## Texto de leitura
---*---

Nem sempre se pode confiar cegamente nos registos dos dicionários, mas a verdade é que o substantivo há muito que encontra neles registo. Além do que é referido na pergunta, faça-se referência ao Dicionário de Língua Portuguesa da Porto Editora ou ao Dicionário Houaiss. Em vocabulários ortográficos, o vocábulo já figura em 1940 no Vocabulário Ortográfico da Língua Portuguesa da Academia das Ciências de Lisboa; e aparece no Vocabulário Ortográfico Comum da Língua Portuguesa.

Talvez a questão pretenda antes discutir a necessidade de rigorosidade, dado já existir rigor, que parece ter o mesmo significado. No entanto, seria possível detetar em rigorosidade* uma afinidade semântica com severidade, que transparece em rigorismo, mas em rigor poderia estar mais atenuada. Contudo, é uma diferença que não se confirma, porque, por exemplo, no Grande Dicionário da Língua Portuguesa, de José Pedro Machado, se definem ambas as palavras como o mesmo que severidade. Diga-se, portanto, que rigorosidade é um sinónimo de rigor e que se distingue deste último vocábulo por uma menor incidência de uso.

* O dicionário da Priberam e o dicionário de José Pedro Machado acolhem o arcaísmo

Pergunta:

Gostaria de saber se o termo correcto é "torcaz" ou "trocaz" e o seu significado. Encontrei vários "pombos-trocazes" e "pombos-torcazes", espécies aparentadas, mas suspeito que o nexo da troca de posição do "o" e do "r" não tenha muito a ver com a biologia.

Muito obrigado pela disponibilidade e pela continuidade dada ao Ciberdúvidas!

---*---

## Dados
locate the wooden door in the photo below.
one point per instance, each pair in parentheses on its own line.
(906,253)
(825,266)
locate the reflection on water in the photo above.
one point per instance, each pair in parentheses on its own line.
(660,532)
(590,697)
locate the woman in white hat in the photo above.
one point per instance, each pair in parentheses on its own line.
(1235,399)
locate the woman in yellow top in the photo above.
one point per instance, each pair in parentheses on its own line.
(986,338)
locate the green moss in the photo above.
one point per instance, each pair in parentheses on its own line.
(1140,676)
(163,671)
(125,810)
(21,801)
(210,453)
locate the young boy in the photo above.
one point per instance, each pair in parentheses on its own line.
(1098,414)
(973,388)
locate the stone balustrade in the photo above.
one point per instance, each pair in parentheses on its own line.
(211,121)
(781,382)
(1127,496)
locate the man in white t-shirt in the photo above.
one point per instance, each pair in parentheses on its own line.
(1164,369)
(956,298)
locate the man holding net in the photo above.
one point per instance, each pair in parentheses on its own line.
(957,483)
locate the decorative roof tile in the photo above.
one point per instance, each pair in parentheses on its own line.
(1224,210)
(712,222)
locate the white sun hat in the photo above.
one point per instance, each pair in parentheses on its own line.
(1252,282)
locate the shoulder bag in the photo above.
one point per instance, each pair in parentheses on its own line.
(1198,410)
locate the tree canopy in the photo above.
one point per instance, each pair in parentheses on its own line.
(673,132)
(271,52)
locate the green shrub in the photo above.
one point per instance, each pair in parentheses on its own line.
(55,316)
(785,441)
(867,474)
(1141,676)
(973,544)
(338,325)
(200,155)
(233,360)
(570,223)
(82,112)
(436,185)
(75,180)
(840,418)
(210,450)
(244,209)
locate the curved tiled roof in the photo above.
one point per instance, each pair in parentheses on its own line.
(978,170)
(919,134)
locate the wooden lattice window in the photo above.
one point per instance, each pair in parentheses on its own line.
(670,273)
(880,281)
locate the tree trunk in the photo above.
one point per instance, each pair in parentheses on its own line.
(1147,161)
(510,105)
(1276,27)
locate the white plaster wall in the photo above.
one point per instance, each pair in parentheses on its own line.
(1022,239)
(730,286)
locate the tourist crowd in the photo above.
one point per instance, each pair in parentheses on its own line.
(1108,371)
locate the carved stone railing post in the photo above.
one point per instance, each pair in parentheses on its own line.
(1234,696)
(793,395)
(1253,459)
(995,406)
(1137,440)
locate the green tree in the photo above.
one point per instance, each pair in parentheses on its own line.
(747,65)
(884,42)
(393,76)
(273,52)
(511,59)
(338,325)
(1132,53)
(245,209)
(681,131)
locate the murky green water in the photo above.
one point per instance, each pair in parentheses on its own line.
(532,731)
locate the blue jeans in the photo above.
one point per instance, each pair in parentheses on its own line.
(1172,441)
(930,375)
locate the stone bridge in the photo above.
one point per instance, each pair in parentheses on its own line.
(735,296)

---*---

## Instrução de trabalho
Prossegue o texto de leitura a partir da última frase apresentada. Os registos não entram nesta parte.

## Resposta
Resposta:

Isoladamente, como denominação de mesma espécie ornitológica, aceitam-se as três formas: torcaz, trocaz e torquaz. No entanto, como composto, os dicionários só registam a forma pombo-torcaz, a qual é também a adotada nos estudos ornitologicos (cf. Rafael Matias et al., "Lista sistemática das aves de Portugal continental", Anuário Ornitológico, 5, 2007, pág. 100). Não haverá diferença quanto ao referente de todas estas formas, que se aplicam à Columba palumbus, embora no arquipélago madeirense também se use para denotar a Columba trocaz (cf. Paulo Catry et al. 2010, Aves de Portugal, Lisboa, Assírio e Alvim , p. 513; e Atlas das Aves Nidificantes, 2009, Assírio e Alvim, p. 260).

Pergunta:

Como se deve escrever o nome da seguinte via: «Rua das Acácias-Mimosas» ou «Rua das Acácias Mimosas» (com/sem hífen)? Dado que é uma espécie botânica, coloca-se também a dúvida da concordância entre Acácias e Mimosa/s?

Gratos pela Vossa atenção.

Resposta:

Escreve-se acácia-mimosa, e o plural é acácias-mimosas.

Em relação à escrita de topónimos, recorde-se que o termo que denota a categorização do logradouro público (rua, avenida, praça, largo, etc.) pode grafar-se quer com maiúscula e minúscula no começo da palavra [cf. Acordo Ortográfico de 1990, Base XIX, 2, (i)]: «rua/Rua das Acácias-Mimosas». Contudo, o nome ou expressão que determina o apelativo toponímico deve ter maiúscula iniciais («rua das Acácias-Mimosas», e não «rua das "acácias-mimosas").

Pergunta:

Há alguma palavra ou tradução para o anglicismo «priming»?

Obrigado!

Resposta:

Há várias traduções para o anglicismo priming, como evidencia o registo desta palavra no dicionário inglês-português da Porto Editora:

«1. preparação; instrução 2. (primeira camada de tinta) aparelho, imprimadura 3. rastilho 4. escorva; carga de pólvora em arma de fogo; ação de escorvar 5. MECÂNICA entrada de água nos cilindros»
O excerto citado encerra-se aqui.